Begin DATASET

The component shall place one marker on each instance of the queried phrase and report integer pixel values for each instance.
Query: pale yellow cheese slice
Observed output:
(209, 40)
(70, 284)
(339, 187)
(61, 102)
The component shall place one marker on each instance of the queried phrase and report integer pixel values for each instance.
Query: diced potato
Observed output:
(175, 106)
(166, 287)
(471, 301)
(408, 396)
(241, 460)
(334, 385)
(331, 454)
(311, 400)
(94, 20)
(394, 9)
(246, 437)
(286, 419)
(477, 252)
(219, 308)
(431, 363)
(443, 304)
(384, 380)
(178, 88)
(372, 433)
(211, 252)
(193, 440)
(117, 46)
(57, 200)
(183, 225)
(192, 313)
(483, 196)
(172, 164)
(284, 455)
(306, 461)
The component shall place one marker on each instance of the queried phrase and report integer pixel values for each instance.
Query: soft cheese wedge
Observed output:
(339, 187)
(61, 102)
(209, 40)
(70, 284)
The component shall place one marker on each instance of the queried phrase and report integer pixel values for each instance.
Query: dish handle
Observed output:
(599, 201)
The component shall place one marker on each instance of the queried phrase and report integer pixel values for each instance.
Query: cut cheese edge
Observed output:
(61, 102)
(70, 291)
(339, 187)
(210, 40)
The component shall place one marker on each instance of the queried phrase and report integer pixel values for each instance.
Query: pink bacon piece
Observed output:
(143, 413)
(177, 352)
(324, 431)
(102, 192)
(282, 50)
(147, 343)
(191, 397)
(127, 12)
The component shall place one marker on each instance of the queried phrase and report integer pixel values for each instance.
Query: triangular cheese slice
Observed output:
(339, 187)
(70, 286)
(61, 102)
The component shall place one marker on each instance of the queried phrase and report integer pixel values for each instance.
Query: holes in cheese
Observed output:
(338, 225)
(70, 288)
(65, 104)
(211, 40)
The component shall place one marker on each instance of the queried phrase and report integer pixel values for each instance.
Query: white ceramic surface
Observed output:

End DATASET

EXERCISE DIRECTIONS:
Copy every record above exactly as it appears.

TASK RESPONSE:
The component shall place one marker on each instance of the queried phrase and report integer pixel values for each instance.
Query: pale yellow cheese slice
Observed output:
(209, 40)
(70, 284)
(339, 187)
(61, 102)
The component shall place one marker on each instance of the queried phrase and report integer pixel values for each instance.
Query: diced potato
Observed output:
(175, 106)
(166, 287)
(471, 301)
(408, 396)
(241, 460)
(334, 385)
(331, 454)
(311, 400)
(94, 20)
(394, 9)
(246, 437)
(286, 419)
(477, 252)
(219, 308)
(431, 363)
(443, 304)
(384, 380)
(178, 88)
(372, 433)
(211, 252)
(193, 440)
(117, 46)
(57, 200)
(183, 225)
(192, 313)
(483, 196)
(172, 164)
(284, 455)
(306, 461)
The component shall place one marker on each instance of the queried phrase and report integer pixel values for each instance.
Query: soft cheese wedge
Observed output:
(339, 187)
(61, 102)
(209, 40)
(70, 284)
The component shall place one marker on each instance of the queried phrase and report integer pixel values for each instance.
Query: dish handle
Observed output:
(599, 201)
The component shall place one marker on each instance of the queried phrase and report integer pixel values for each instance.
Query: cut cheese edge
Observed output:
(61, 102)
(70, 291)
(339, 187)
(210, 40)
The component shall place one marker on each instance of the queried phrase and report integer pixel values for each instance.
Query: pink bacon piece
Observed output:
(143, 413)
(177, 352)
(324, 431)
(102, 192)
(282, 50)
(147, 343)
(191, 397)
(127, 12)
The component shall place one marker on each instance of the queried phrase and report integer pixel values for each instance.
Query: triangular cheese slice
Observed output:
(339, 187)
(70, 286)
(61, 102)
The component shall place one marker on each instance of the queried phrase and report integer pixel values for each instance.
Query: holes in cheese
Observed output:
(338, 225)
(70, 288)
(65, 104)
(211, 40)
The component shall place one marker on each instance of the queried phrase and report integer pixel values for each instance.
Query: white ceramic surface
Observed output:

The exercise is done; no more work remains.